=== Work to be completed ===
Please reproduce the portion of the grief post below, starting at "I was initially" and ending at "magnitude of it.".

=== Provided text ===
§
My dear friends here,
I’m currently consumed by the grief of a loved one. As a result, this weight I carry in both my physical and emotional body and the heaviness of my broken heart is slowing me down considerably.
I was initially going to write this post as a social media update but decided that none of those platforms could be as gentle and tender as the trust and love I have for this space to write from the heart with all the vulnerability and ease my soul seeks right now.
I’ve come to know grief intimately over the years and yet I also feel that grief is unknowable. Language is often imperfect to describe the magnitude of it.
What I do know is that grief is a process of learning to allow it to be there, as well as pacing myself as I continue to walk through its depths.
I’m sure I’m not alone in that when I try to outrun, hide or deny my ability to grieve, I see not only the futility of my efforts, but ultimately I am rejecting and abandoning aspects of myself that have made me more vulnerable to a greater state of despair in the long run.
So for now I know I need to surrender and lean into this pain and find the courage to make space for this heaviness and the weightiness of it all.
Leaning into this pain means having the courage to find healthy ways to express my feelings and to bathe myself in mercy as I find my way through.
Whilst writing and creating content here is my great salvation I know that right now my soul is needing a season of solitude, restoration and stillness.
My blog has posts scheduled until July and I will not disrupt the planned schedule as I have so much medicine that I wanted to share for Scleroderma Awareness Month. I also thank my past self for writing up many more posts that will be published as planned.
§
=== Provided records ===
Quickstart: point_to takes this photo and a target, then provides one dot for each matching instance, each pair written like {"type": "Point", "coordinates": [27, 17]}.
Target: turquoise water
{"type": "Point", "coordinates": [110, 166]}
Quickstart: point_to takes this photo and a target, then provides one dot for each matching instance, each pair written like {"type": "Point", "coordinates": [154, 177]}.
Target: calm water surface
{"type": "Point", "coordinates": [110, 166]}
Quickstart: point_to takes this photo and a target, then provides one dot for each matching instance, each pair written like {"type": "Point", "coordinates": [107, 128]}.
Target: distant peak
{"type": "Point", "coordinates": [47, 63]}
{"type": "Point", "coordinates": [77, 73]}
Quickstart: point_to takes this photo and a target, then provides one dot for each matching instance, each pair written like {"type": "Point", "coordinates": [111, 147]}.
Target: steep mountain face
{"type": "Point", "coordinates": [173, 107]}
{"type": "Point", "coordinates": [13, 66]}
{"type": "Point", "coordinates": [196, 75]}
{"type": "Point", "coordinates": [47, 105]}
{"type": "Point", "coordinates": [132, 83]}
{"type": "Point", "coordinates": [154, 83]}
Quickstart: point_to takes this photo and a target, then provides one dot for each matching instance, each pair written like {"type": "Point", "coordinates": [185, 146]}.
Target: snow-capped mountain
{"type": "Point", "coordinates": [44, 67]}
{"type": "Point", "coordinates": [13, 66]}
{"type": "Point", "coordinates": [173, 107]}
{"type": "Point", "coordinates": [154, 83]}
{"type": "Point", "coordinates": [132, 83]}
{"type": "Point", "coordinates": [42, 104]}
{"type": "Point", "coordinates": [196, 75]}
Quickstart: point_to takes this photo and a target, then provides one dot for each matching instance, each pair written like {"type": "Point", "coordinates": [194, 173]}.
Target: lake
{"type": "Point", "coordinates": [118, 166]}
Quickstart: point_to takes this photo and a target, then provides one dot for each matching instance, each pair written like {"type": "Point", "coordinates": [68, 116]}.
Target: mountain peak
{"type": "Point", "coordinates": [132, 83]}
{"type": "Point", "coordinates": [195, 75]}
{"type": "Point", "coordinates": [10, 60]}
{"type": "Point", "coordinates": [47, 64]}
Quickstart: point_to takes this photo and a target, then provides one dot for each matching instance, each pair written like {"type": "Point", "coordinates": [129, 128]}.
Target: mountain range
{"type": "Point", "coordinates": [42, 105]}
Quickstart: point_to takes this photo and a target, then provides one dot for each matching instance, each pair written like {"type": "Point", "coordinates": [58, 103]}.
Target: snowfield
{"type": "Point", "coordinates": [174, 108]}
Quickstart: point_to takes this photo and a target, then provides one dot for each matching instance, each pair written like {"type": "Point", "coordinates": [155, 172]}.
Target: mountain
§
=== Response for this exercise ===
I was initially going to write this post as a social media update but decided that none of those platforms could be as gentle and tender as the trust and love I have for this space to write from the heart with all the vulnerability and ease my soul seeks right now.
I’ve come to know grief intimately over the years and yet I also feel that grief is unknowable. Language is often imperfect to describe the magnitude of it.